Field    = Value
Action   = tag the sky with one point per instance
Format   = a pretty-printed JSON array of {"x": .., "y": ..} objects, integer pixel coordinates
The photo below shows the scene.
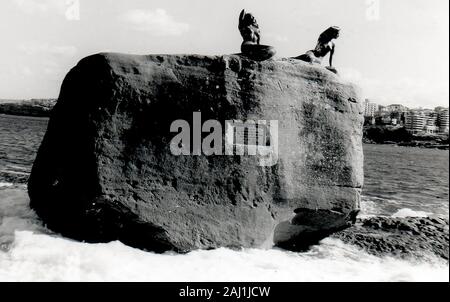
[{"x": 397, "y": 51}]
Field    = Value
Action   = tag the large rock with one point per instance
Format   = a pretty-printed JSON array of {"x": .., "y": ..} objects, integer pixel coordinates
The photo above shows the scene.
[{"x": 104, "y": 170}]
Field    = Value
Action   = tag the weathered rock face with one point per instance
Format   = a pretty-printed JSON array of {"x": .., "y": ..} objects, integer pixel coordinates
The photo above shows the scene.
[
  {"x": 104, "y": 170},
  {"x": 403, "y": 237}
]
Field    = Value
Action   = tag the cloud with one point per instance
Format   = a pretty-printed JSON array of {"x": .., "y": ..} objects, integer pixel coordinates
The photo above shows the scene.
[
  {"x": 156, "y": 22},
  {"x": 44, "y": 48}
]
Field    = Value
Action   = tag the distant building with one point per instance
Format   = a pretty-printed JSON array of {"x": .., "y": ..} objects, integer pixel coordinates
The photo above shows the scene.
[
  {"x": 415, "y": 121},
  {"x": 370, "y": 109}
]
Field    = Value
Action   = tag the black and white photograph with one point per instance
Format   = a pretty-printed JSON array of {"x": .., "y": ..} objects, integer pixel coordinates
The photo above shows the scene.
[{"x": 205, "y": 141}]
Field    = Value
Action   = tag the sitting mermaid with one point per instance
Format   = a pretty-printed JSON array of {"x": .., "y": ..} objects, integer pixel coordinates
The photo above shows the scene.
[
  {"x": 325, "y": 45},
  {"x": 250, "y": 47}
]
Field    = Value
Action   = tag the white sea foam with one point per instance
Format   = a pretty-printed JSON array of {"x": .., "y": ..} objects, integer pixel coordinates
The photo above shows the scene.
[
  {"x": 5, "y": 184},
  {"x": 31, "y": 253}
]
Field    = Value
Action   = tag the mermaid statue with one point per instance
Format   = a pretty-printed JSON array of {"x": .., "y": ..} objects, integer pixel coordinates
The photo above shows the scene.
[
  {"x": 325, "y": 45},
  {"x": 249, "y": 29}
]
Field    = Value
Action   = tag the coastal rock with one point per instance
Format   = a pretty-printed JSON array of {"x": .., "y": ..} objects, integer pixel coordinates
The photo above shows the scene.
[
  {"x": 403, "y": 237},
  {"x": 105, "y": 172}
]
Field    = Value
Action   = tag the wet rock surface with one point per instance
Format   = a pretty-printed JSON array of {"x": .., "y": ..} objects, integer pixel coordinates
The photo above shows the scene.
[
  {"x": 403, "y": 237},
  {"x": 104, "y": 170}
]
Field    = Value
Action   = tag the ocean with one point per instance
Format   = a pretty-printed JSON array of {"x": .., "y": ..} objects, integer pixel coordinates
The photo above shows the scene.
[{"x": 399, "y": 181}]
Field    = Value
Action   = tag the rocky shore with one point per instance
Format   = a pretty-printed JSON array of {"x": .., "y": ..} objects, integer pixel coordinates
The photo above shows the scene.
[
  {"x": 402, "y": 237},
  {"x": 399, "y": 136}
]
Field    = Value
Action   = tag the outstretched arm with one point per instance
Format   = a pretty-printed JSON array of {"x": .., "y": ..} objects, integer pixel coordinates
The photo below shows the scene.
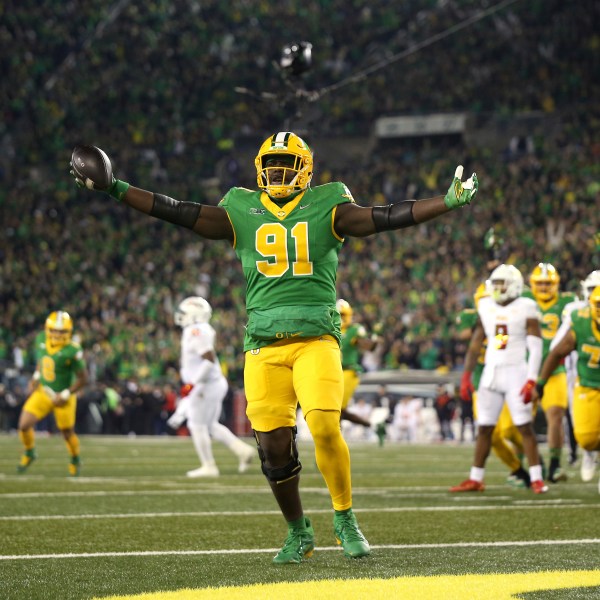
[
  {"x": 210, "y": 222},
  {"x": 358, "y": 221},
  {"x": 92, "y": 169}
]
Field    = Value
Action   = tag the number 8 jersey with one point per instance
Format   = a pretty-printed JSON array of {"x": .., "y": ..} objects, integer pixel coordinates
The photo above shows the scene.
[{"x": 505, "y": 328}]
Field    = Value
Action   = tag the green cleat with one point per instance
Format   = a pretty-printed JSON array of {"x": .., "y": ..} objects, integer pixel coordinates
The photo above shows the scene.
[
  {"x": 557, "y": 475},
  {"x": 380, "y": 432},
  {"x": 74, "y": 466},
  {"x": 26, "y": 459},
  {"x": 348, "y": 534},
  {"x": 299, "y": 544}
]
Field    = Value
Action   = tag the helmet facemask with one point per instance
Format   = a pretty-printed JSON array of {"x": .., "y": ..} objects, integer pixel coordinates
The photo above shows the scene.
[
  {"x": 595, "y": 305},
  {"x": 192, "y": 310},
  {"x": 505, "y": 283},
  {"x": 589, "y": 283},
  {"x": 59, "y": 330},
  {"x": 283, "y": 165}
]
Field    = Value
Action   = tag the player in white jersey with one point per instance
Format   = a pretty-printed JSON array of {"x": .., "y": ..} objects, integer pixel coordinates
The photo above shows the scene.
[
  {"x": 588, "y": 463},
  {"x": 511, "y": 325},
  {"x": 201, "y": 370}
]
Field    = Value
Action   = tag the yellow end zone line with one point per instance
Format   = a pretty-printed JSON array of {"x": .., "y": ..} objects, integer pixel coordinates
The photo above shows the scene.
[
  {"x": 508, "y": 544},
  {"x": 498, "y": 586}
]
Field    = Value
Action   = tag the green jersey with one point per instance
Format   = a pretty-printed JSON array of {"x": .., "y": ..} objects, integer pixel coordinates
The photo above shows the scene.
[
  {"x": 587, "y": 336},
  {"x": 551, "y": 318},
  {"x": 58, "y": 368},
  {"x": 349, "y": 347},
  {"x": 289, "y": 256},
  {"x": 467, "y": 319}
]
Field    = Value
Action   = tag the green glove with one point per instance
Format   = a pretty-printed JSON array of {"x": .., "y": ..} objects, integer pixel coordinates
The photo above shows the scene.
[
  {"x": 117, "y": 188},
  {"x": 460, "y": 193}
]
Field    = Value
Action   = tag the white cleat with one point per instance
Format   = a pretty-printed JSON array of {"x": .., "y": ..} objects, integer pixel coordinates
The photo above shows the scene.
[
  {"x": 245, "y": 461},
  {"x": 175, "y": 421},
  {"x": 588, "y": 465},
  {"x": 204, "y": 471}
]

========

TASK TO CARRY OUT. Lines from the one holding "line with one point per instance" through the end of the material above should be output exactly, and all others skipped.

ANSWER TO THE EXERCISE.
Action   = tag the yellow end zone line with one point per instance
Format   = a pretty-printed JSON array of {"x": .., "y": ..} objects, integer pixel coordinates
The photo above shows the scene.
[
  {"x": 508, "y": 544},
  {"x": 498, "y": 586}
]
Field    = Value
Action   = tag the green jersey with one point per instance
Format   = a pretty-printed JSON array of {"x": .., "y": ..} objects, integer pixel coordinates
The photo above shows the scene.
[
  {"x": 587, "y": 336},
  {"x": 551, "y": 318},
  {"x": 58, "y": 368},
  {"x": 349, "y": 347},
  {"x": 289, "y": 256},
  {"x": 467, "y": 319}
]
Field    = Value
Action   = tag the green glove with one point per instance
Format   = a pretty-printed JSON array of {"x": .., "y": ..} objects, integer pixel coordinates
The photo above shows the scene.
[
  {"x": 117, "y": 188},
  {"x": 460, "y": 193}
]
Field    = Value
Action   = tag the white cleat with one point per instance
Format   = a pretty-printed JSON array of {"x": .., "y": ..} objects, integer pixel coordinates
The photo above shows the scene.
[
  {"x": 245, "y": 461},
  {"x": 175, "y": 421},
  {"x": 588, "y": 465},
  {"x": 204, "y": 471}
]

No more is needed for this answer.